• _EXTRAHIERTER TEXT_

□ □ □

Persönliche Reaktionen: „Es ist traurig, wie unmenschlich das Handeln damals war und dass sie nach Lust und Laune über das Leben anderer entschieden haben“ schreibt eine Schülerin der Zeppelin-Realschule nach dem Besuch der nun im Singener Rathausfoyer zu Ende gegangenen Ausstellung „Wir hatten noch gar nicht angefangen zu leben“ über die Herrscher der Jugend-Konzentrationslager Moringen und Uckermark. Von 1940-45 inhaftierten die Nationalsozialisten dort 3.000 Kinder und Jugendliche im Alter von 10 bis 25 Jahren als „Gemeinschaftsfremde“, von denen Hunderte starben oder ihr Leben lang schwere körperliche und seelische Schäden davontrugen, gequält von Polizei, SS und dem berüchtigten Rassebiologen Dr. Ritter, der grausige Verbrechen an den schutzlosen Jungen und Mädchen beging und zudem auch das alte Volk der Jenischen verfolgte.
„Unsere Besucherzahlen waren überwältigend, allein 500 Schülerinnen und Schüler mit ihren Lehrkräften waren im Rathaus“, zogen Marcel Da Rin von der Singener Kriminalprävention und Bernhard Grunewald vom neuen Verein inSi e.V als Initiatoren nun eine erste Bilanz. „Wir wollen gerade in diesen Tagen zeigen, was echte Nazis wirklich gemacht haben“, so Grunewald, dessen Vater Wolfgang 30 lange Monate in Moringen inhaftiert war und der noch vor seinem frühen Tod half, diese Ausstellung zu entwickeln. Beide bieten nun den Singener Schulen und Jugendlichen eine Vertiefung des Themas an, ergänzt um den Film „Nacht und Nebel“ über Hitler’s KZs.

□ □ □

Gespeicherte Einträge
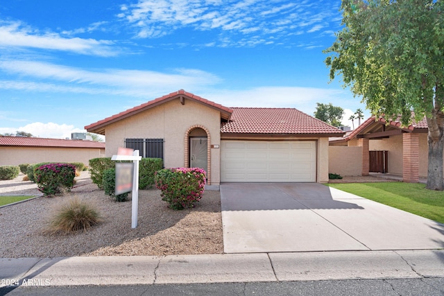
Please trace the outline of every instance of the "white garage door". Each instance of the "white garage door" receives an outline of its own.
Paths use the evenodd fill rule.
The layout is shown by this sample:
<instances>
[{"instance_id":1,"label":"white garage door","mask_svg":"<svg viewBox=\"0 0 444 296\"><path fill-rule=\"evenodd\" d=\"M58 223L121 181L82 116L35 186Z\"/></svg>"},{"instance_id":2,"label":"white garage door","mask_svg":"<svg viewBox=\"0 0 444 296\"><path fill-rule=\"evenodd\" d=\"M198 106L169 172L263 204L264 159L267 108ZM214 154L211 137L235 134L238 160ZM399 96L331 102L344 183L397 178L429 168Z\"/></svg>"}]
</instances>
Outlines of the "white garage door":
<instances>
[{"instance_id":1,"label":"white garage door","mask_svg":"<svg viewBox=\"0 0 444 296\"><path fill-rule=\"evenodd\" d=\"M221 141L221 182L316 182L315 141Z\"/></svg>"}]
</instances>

□ □ □

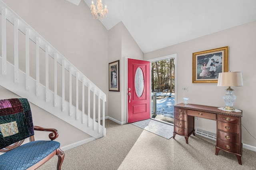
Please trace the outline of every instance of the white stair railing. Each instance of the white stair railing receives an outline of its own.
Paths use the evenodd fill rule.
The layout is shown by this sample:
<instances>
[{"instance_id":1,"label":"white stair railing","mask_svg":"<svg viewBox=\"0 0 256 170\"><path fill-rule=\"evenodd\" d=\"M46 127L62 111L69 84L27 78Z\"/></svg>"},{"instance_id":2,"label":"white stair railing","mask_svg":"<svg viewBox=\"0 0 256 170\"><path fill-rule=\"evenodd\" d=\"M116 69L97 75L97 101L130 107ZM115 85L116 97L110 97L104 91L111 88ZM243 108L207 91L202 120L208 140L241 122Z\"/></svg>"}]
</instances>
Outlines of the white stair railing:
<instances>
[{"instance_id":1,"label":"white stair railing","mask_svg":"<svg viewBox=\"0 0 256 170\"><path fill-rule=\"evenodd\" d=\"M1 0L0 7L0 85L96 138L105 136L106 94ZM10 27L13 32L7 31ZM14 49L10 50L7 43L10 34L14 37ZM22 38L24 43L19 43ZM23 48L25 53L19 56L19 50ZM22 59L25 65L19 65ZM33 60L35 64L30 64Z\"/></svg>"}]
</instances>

□ □ □

• _AUFGABENZIEL_
Wie lange war Wolfgang Grunewald laut dem Bericht über die Ausstellung in Moringen inhaftiert? Bitte antworte in wenigen Worten.

• _ERGEBNIS DER AUFGABE_
30 Monate.